--- start Article ---

I read at the bottom of Page 7 of the French translation:

   "Compulsory use of prisoners of war and civilians for
   war work, construction of roads, digging trenches,
   munition work, transport."

Second column:

   "Captured Czech soldiers and civilians are detailed to
   construct roads and to load munitions."

Third column:

   "Article 31 of an agreement signed 27th July, 1929,
   concerning the treatment of prisoners of war engaged on
   work which is directly connected with the War to force
   them to do such work is in any case contrary to
   International Law; prisoners of war and civilians can be
   used on highway construction but not on munition work."

Last column:

   "The use of such measures can be justified by the
   necessity of war or by the assertion that the enemy
   acted in the same way first."

The compulsory recruitment of foreign workers is thus in
accordance with National Socialist doctrine, one of the
elements of the policy of German domination. Hitler himself
recognised this on several occasions. I quote in this
connection his speech of 9th November, 1941, which was
printed in the "Volkischer Beobachter" of 10th November,
1941, No. 314, Page 4, which I submit to the Tribunal as
Exhibit RF 8. I read the extract of this speech, columns 1
and 2 and the first paragraph below, in the German original.

--- end Article ---
--- start Information supplied ---

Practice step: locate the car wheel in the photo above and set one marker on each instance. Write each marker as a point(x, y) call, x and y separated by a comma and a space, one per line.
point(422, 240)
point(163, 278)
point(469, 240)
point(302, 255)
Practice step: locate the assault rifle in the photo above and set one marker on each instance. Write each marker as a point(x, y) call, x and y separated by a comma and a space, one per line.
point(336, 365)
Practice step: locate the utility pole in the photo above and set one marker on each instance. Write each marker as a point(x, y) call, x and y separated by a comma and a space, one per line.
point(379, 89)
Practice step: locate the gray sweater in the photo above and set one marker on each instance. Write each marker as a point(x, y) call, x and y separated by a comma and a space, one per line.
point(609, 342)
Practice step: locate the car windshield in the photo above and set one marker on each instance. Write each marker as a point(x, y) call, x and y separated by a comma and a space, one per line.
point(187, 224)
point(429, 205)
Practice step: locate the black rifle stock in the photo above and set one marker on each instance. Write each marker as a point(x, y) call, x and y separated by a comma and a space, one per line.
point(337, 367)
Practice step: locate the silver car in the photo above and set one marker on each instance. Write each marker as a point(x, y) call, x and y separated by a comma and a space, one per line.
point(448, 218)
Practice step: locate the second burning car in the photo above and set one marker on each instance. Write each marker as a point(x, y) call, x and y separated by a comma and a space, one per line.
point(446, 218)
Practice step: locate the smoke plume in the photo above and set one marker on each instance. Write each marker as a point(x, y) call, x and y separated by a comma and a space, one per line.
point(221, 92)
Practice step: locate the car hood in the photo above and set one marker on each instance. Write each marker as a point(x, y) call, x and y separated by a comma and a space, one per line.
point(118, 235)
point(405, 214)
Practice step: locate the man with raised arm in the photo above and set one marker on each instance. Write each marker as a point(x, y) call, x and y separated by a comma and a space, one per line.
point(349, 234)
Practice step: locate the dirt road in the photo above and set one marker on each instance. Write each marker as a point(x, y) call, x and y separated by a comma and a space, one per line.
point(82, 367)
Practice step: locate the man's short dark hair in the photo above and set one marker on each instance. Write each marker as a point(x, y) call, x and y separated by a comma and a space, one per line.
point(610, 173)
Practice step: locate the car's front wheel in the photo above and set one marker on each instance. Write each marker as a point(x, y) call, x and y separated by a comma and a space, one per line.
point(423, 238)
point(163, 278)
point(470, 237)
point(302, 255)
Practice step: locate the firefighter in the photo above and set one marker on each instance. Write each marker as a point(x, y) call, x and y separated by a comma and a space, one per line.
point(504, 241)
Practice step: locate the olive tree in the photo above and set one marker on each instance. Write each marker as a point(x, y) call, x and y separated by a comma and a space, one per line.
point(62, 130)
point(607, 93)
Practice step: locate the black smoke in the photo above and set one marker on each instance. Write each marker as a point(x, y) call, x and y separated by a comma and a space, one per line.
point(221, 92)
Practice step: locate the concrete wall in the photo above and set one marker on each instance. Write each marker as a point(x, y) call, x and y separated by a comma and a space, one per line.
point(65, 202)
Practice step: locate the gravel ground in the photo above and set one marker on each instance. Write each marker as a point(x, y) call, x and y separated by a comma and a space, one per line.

--- end Information supplied ---

### Required work:
(A) In the tribunal transcript, under what exhibit number is the newspaper printing of Hitler's speech submitted?
(B) Retype the part of the tribunal transcript starting at "The compulsory recruitment" and ending at "the German original.".

### Answers per task:
(A) Exhibit RF 8.

(B)
The compulsory recruitment of foreign workers is thus in
accordance with National Socialist doctrine, one of the
elements of the policy of German domination. Hitler himself
recognised this on several occasions. I quote in this
connection his speech of 9th November, 1941, which was
printed in the "Volkischer Beobachter" of 10th November,
1941, No. 314, Page 4, which I submit to the Tribunal as
Exhibit RF 8. I read the extract of this speech, columns 1
and 2 and the first paragraph below, in the German original.